Task description ▸
Copy the lines from the first one through the line with "M0 7L1 160L24", renaming "treeline" to "tree line" and leaving everything else as it is.

Saved entries
****

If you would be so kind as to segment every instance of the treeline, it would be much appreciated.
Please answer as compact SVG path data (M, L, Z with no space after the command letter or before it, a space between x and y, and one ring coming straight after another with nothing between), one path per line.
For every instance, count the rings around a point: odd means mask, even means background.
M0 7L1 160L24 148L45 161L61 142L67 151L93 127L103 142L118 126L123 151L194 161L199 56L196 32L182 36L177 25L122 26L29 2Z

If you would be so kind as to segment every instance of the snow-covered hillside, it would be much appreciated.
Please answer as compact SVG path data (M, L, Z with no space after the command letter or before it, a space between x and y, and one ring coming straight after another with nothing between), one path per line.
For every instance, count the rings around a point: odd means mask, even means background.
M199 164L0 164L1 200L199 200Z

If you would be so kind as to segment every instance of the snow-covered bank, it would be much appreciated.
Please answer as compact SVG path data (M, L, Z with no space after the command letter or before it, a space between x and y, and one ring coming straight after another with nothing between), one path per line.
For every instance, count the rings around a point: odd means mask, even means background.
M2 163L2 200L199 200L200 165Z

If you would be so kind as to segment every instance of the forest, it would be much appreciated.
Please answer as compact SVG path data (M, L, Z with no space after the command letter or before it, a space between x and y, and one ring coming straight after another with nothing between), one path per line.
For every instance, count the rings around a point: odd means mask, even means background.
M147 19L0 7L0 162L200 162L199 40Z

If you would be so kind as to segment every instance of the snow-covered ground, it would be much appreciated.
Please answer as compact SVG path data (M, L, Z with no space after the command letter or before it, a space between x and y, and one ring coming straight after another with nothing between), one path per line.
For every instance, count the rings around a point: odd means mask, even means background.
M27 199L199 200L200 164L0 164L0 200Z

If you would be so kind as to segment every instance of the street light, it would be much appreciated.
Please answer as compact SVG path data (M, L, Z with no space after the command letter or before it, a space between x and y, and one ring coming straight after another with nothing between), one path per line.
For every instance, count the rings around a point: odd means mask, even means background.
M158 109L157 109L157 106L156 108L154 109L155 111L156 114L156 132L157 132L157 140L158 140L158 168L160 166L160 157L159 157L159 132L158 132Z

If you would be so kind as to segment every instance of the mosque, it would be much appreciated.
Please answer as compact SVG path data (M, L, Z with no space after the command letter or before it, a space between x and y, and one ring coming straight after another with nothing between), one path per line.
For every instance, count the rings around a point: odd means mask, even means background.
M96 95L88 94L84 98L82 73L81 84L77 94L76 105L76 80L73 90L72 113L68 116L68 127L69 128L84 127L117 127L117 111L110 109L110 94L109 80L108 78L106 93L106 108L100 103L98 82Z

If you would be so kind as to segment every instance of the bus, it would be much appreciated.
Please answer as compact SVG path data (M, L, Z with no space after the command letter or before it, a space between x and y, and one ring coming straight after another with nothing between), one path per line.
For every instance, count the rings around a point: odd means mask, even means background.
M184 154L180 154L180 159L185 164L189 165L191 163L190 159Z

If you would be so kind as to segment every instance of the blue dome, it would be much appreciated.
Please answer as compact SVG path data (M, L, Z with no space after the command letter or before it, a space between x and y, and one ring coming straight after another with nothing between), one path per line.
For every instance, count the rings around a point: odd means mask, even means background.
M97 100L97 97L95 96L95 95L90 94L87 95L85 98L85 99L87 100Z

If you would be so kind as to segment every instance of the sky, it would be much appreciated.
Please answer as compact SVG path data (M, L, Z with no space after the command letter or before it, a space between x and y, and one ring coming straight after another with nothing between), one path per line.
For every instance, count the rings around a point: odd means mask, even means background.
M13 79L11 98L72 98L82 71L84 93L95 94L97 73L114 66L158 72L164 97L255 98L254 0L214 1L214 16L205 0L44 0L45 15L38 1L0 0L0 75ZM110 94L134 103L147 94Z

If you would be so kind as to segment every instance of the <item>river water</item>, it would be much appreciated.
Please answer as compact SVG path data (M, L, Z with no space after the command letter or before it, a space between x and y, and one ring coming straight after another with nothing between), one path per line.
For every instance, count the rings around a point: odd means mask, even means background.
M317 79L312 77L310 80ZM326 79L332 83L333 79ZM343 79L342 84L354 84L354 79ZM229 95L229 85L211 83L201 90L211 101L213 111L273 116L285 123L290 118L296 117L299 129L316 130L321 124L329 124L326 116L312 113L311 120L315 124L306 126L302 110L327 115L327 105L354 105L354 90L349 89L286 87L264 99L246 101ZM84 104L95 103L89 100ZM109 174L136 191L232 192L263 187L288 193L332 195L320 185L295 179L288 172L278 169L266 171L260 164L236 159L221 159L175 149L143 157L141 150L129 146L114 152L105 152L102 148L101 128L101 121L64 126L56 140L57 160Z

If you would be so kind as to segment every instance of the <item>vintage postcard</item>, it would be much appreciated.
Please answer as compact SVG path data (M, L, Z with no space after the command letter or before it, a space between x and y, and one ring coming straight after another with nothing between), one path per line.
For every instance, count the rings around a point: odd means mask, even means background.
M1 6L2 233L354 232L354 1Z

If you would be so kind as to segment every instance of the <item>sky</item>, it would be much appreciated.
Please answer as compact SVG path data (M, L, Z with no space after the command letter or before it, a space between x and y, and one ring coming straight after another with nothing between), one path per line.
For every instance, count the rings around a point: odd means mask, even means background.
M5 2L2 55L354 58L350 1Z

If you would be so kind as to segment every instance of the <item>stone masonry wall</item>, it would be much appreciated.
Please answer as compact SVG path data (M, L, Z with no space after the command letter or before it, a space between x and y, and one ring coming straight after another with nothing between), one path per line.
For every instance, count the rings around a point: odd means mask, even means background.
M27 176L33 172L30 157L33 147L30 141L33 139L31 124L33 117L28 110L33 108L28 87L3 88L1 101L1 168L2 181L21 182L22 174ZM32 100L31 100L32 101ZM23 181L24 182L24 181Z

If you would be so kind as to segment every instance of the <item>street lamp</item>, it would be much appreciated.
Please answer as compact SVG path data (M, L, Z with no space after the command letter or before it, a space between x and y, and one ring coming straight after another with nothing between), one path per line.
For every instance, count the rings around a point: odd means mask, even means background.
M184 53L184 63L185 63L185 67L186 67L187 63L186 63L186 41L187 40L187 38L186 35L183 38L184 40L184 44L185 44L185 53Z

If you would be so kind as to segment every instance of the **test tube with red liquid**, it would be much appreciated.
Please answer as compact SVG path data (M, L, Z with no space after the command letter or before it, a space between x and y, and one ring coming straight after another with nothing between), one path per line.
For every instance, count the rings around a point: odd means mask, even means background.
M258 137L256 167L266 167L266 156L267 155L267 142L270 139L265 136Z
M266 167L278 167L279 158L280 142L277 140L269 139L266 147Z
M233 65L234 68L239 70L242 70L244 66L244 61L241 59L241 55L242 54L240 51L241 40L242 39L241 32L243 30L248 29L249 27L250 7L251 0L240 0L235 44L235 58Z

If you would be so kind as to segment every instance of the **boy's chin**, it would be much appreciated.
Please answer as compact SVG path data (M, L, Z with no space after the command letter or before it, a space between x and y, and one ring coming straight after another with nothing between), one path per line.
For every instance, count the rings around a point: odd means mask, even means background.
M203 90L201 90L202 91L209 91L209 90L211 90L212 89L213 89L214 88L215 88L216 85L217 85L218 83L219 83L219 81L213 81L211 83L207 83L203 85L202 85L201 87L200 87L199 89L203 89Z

****

Response to the exercise ▸
If you would be so kind as to segment every instance of the tree line, it would be much appreciated.
Please answer as compact SVG path data (M, L, Z with no space after the command letter or before it, a space between x and y, and one ring coming straight after another with nothing between), one path per line.
For every instance, count the rings around a point: odd means mask, even means background.
M0 7L1 160L24 148L45 161L61 142L67 151L93 127L103 142L118 126L123 151L194 161L199 56L196 32L182 36L177 25L122 26L29 2Z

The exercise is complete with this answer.